■ **SOURCE EXCERPT**:
□ □ □ □
Month: May 2011

  • FUN in the PARK

    Welshmill Park, Frome

    Saturday 21st May, 12 till 4pm

    Frome Recreation and Open Grounds Supporters (FROGS) have got through the first stage for a £50,000 grant to improve Welshmill park and the bid includes a bike track, natural play features, woodland trails, etc, but there is a lot to do before the deadline in September.

    We are running a Consultation event on Saturday 21st May, because we need to hear people’s views, and also gather evidence to include in our bid.

    Please come along!  Bring your bikes!  No hard work involved.  I will put up a gazebo and be organising a few bike games involving balloons, water pistols and tightropes. The idea is to attract people to Welshmill and sample their views about what they would like to see in the space.

    All help will be very welcome, so why not pop by? Fill in a questionaire! Help with the activities! Talk to people about the loveliness of biking in general and bike tracks in Frome in particular!

  • Dig Day this Sunday!

    Having generated a pretty good TO DO list at the last Dig Day we’ll be working our way through it with our main focus being to build a new Slam Berm on Spoons, in the style of WEEEEEEEEBOING (see photo). There’ll be an opportunity to scope out some new features on Puppets (top and bottom) and BBMS (at the bottom) too.

    We’ll spend some time planning out the new XC Blue Descent too, marking out the trail corridor, and even clearing some of it if we get enough helpers.

    We’ll also be looking to add to the TO DO list with any new trail or feature ideas as the day goes on.

    So that’s Sunday 10- 4.

    See you there!

  • Big Bang Theory

    Last Thursday night three bike riders (I won’t use the word cyclist it would be an exaggeration) set off on a jaunt around the hills of Blagdon and Black Coombe.
□ □ □ □
■ **WRITTEN TASK**: According to the May 2011 posts, why is FROGS running the consultation event at Welshmill Park on Saturday 21st May? Explain in one to three sentences.

■ **RECORDED DATA**:
□ □ □ □
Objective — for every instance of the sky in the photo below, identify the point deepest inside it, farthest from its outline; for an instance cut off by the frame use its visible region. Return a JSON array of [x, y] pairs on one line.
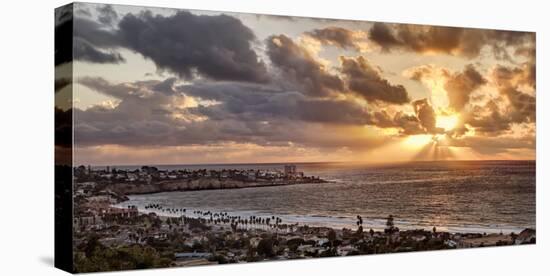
[[169, 86]]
□ □ □ □
■ **SOLUTION FOR THIS EXERCISE**: FROGS needs to hear people's views and gather evidence to include in its bid for a £50,000 grant to improve Welshmill Park. The bike games are meant to attract people to Welshmill so their views can be sampled on what they would like to see in the space.